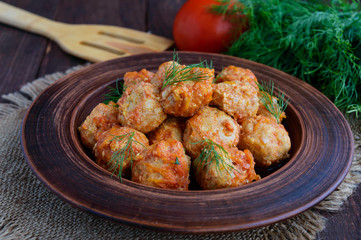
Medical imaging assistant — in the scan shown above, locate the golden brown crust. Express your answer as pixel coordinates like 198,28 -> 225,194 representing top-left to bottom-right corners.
193,147 -> 260,189
183,106 -> 240,158
94,125 -> 149,177
211,81 -> 259,122
118,82 -> 167,133
216,65 -> 258,89
160,67 -> 214,117
132,140 -> 190,190
238,115 -> 291,167
78,102 -> 119,149
147,117 -> 183,144
124,69 -> 155,88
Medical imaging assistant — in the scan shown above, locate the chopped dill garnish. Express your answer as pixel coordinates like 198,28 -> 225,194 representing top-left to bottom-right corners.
193,138 -> 238,175
162,52 -> 212,89
103,78 -> 125,104
256,80 -> 290,123
108,132 -> 145,180
214,0 -> 361,116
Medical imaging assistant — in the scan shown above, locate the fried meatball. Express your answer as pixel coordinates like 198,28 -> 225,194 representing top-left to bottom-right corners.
183,106 -> 240,158
78,102 -> 118,149
118,82 -> 167,133
216,65 -> 258,89
132,140 -> 191,190
238,115 -> 291,167
124,69 -> 154,87
148,117 -> 183,144
192,146 -> 260,189
211,81 -> 259,122
150,61 -> 185,90
160,67 -> 214,117
94,125 -> 149,177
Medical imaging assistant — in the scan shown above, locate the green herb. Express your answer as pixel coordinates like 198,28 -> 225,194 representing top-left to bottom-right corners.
108,132 -> 145,180
162,52 -> 212,89
214,0 -> 361,115
103,78 -> 125,104
256,80 -> 289,123
193,138 -> 238,175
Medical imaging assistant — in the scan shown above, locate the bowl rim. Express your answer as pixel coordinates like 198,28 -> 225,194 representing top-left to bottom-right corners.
21,52 -> 353,233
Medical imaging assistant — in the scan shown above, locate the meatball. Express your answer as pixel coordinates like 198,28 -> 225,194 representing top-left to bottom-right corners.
192,146 -> 260,189
118,82 -> 167,133
124,69 -> 154,87
78,102 -> 118,149
94,125 -> 149,177
150,61 -> 185,90
183,106 -> 240,158
238,115 -> 291,167
211,81 -> 259,122
132,140 -> 191,190
216,65 -> 258,89
148,117 -> 183,144
160,67 -> 214,117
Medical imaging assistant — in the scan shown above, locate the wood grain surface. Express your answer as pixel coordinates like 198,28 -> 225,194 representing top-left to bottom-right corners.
0,0 -> 361,239
22,52 -> 353,233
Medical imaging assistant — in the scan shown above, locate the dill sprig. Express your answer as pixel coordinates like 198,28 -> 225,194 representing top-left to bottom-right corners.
256,80 -> 290,123
108,132 -> 145,180
215,0 -> 361,115
193,138 -> 238,175
103,78 -> 125,104
162,52 -> 212,89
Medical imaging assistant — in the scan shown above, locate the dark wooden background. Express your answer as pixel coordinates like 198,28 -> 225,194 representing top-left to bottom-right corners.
0,0 -> 361,239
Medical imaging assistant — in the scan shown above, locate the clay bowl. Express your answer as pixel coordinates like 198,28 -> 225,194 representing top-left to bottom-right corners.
21,52 -> 353,233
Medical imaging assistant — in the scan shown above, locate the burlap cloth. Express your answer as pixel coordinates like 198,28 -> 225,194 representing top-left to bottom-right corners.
0,66 -> 361,240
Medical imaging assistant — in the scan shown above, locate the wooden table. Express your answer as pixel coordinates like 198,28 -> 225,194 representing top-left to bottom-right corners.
0,0 -> 361,239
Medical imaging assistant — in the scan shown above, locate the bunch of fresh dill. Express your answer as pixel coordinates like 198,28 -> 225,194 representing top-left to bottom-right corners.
214,0 -> 361,116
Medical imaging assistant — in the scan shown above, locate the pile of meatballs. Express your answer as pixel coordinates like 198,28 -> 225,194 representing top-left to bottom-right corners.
78,61 -> 291,190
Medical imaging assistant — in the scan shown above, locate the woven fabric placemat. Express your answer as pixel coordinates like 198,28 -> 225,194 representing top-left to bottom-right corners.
0,66 -> 361,240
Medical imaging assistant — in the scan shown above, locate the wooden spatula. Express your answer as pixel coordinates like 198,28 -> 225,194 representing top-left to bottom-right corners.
0,2 -> 173,62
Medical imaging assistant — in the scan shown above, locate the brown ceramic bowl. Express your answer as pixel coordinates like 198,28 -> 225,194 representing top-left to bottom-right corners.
21,52 -> 353,233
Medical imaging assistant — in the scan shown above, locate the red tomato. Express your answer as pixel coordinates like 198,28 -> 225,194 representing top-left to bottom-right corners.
173,0 -> 241,53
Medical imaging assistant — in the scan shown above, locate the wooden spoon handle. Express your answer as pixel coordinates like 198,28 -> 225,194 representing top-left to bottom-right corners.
0,2 -> 61,39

**Goal**
Add 125 to every box coordinate in the answers, and write out again the lines starting at the beginning of the records and going on through the line with "78,102 -> 119,149", requests included and their numbers unchanged. Omit the pictures.

**Exercise answer**
Medical imaging assistant — in the scan shown above, locate the golden brown crust. Express your answer as pixel coordinates like 198,28 -> 225,194 representing top-left to bottom-right corners.
318,272 -> 385,314
308,231 -> 365,283
219,250 -> 274,302
336,206 -> 384,247
243,207 -> 292,258
341,190 -> 383,214
285,192 -> 339,242
257,265 -> 315,315
363,240 -> 416,292
203,227 -> 244,274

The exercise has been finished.